Öte yandan bazı kamyonların arkasında yazan “özendiğiniz hayatı yaşamakla meşgulüm” veya bu perspektifte yazılan şoförlük mesleğini birçok kişinin yapmak istediği varsayılan cümlelerde yer alan özenme, istenme durumunun oluşmasının sebebi, iş yapıları gereği gündelik yaşam rutin işleyişine uygun olmayan çalışma biçimleridir. Örneğin bu özenti şehrin kalabalığından sıkılmış, aylardır hatta yıllardır şehirden ayrılamamış bir insanın şoförün tek başına ıssız bir ovada veya dağlar arasında manzaralar eşliğinde saatlerce gideceğini bildiğinden kaynaklanmaktadır. Gerçektende şoförler rutin iş yaşamında mesaisi biten insanlar dinlenmek ve uyumak için evine giderken tüm gece boyunca çalışmaya hazırlanırlar. Bir sonraki gün Türkiye’nin veya dünyanın neresine doğru yol alacakları belirsizdir. Şoförlerin hayatlarındaki bu belirsizlik aile, arkadaşlık, akraba ilişkilerini de belirlemektedir.

» Yönerge ve koşullar
Yukarıdaki, kamyon şoförlerinin yaşamını anlatan metni son cümlesinin ardından sürdürün.

» Sağlanan veriler
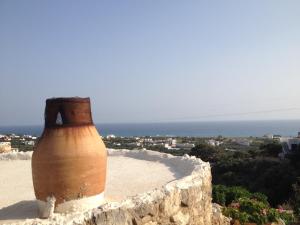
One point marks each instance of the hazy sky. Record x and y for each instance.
(144, 61)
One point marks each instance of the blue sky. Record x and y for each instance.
(151, 61)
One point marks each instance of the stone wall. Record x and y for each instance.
(181, 202)
(187, 200)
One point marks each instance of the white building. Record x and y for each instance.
(5, 146)
(289, 144)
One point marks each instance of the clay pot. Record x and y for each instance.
(69, 160)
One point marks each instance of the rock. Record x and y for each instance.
(180, 218)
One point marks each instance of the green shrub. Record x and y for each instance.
(244, 206)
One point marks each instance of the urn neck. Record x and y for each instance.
(64, 112)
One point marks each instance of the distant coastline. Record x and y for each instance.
(200, 129)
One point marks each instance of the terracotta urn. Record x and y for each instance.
(69, 160)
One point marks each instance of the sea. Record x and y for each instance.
(191, 129)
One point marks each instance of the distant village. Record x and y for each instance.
(13, 142)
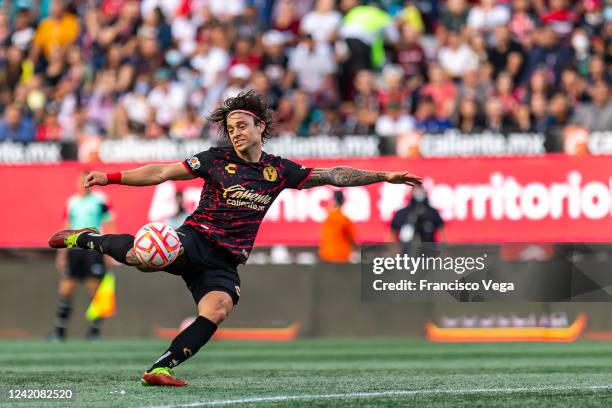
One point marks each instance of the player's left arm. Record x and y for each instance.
(348, 177)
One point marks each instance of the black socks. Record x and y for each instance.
(187, 343)
(115, 245)
(64, 307)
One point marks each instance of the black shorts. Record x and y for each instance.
(85, 264)
(205, 267)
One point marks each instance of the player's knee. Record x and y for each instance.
(219, 312)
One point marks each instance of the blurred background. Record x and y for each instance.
(503, 107)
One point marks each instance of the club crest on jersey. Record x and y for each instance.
(231, 168)
(194, 163)
(270, 173)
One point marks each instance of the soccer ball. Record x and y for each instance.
(156, 244)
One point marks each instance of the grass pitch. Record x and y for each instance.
(306, 373)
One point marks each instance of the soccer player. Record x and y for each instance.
(241, 182)
(84, 208)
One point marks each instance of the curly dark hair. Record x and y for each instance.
(250, 101)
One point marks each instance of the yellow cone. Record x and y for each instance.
(103, 304)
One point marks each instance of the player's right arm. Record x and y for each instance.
(143, 176)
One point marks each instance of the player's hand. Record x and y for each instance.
(95, 178)
(403, 178)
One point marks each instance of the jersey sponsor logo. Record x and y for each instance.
(194, 163)
(231, 168)
(270, 173)
(240, 196)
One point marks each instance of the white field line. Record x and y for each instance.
(391, 393)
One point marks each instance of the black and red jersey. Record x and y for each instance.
(237, 194)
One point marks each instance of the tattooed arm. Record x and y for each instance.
(348, 176)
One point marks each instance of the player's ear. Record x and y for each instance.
(261, 126)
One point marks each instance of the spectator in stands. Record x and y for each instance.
(337, 233)
(23, 33)
(499, 54)
(311, 66)
(394, 121)
(392, 89)
(469, 118)
(410, 17)
(560, 18)
(323, 22)
(456, 57)
(560, 114)
(487, 15)
(15, 126)
(57, 31)
(472, 86)
(364, 29)
(360, 122)
(539, 113)
(441, 90)
(245, 54)
(274, 61)
(523, 21)
(97, 70)
(426, 120)
(597, 115)
(495, 119)
(180, 214)
(410, 55)
(166, 100)
(504, 91)
(522, 119)
(598, 71)
(573, 86)
(548, 54)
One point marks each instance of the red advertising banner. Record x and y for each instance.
(550, 198)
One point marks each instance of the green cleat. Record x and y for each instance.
(67, 238)
(161, 376)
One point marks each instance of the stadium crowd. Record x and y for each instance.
(154, 68)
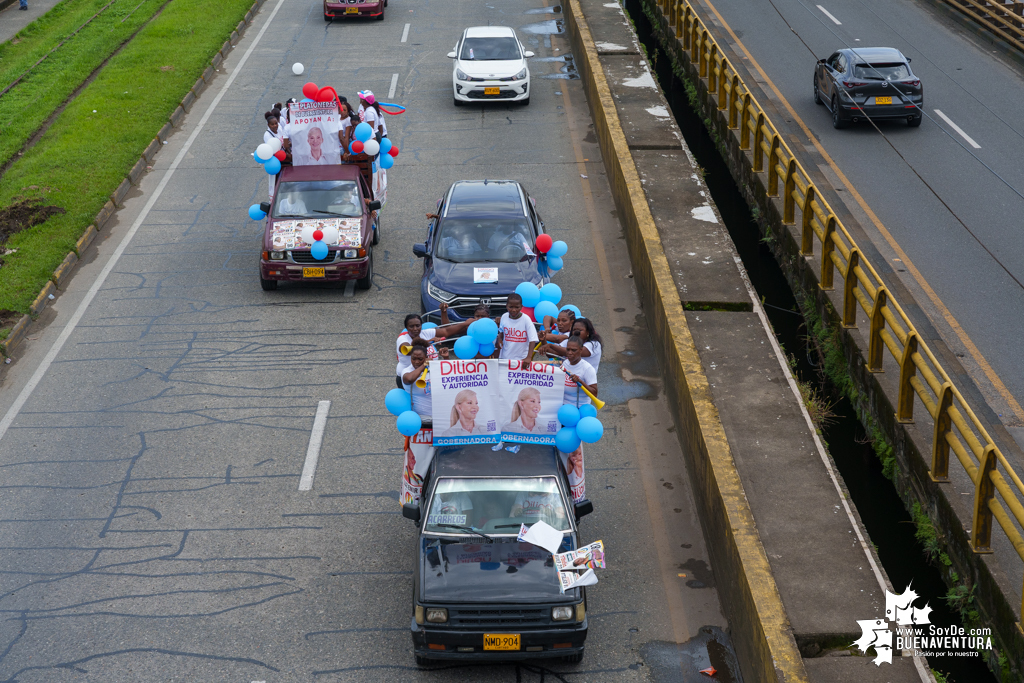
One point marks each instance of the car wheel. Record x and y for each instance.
(367, 283)
(837, 119)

» Alıştırma çıktısı
3.3.
Sorunlar ve Öneriler
Uzun yol şoförleri ile yapılan bu araştırmada ortaklaşan sorunlar ve bu sorunlara ortaklaşan çözüm önerileri saptanmıştır. Bu başlık altında saptanın sorunları ve çözüm önerileri dört madde üzerinden anlatılmıştır.
1. Sorun: Komisyoncu, firma yetkilisi, şoför arasında belirlenen nakliye ücretinin standardı bulunmamaktadır. Aralarındaki iş ilişkisi denetimsizdir.
Çözüm Önerisi: Yapılan görüşmelerde yük ve uzaklık üzerinden belirlenmiş bir standart fiyat olmadığı saptanmıştır. Özellikle şirket araçları gittikleri ilden boş dönmek yerine çok daha ucuz nakliye ücretlerini kabul ederek araçlarını bağlı olduğu şehre veya fabrikaya geri getirtmektedir. Bu durum araç sahibi olarak şoförlerin en büyük sorunudur. Fiyat standardının sağlanması ve denetimlerin yapılması bu sorunun aşılması yönündeki en somut öneri olarak ortaya çıkmıştır.
2. Sorun: Mazot zamları.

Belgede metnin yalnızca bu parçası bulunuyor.